Source data

+++

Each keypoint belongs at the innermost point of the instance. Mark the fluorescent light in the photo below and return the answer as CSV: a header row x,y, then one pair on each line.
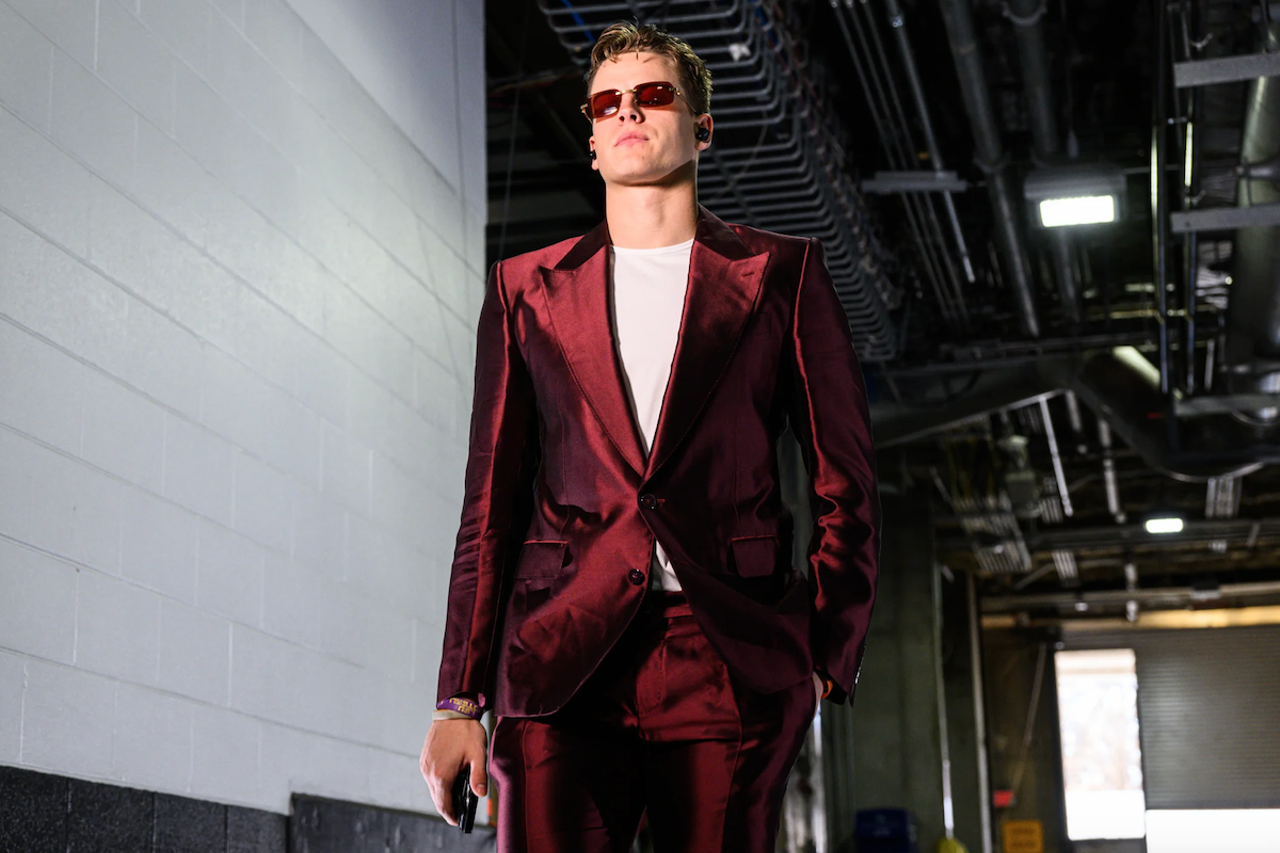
x,y
1080,210
1075,194
1171,524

+++

(What needs to be done): Extract every line above that contains the string "light". Case counts.

(Expected answer):
Each keypoint belongs at the innermost point of the instance. Mark the fluorescent light in the photo below and return the answer as CSV: a header row x,y, then one pair on each line.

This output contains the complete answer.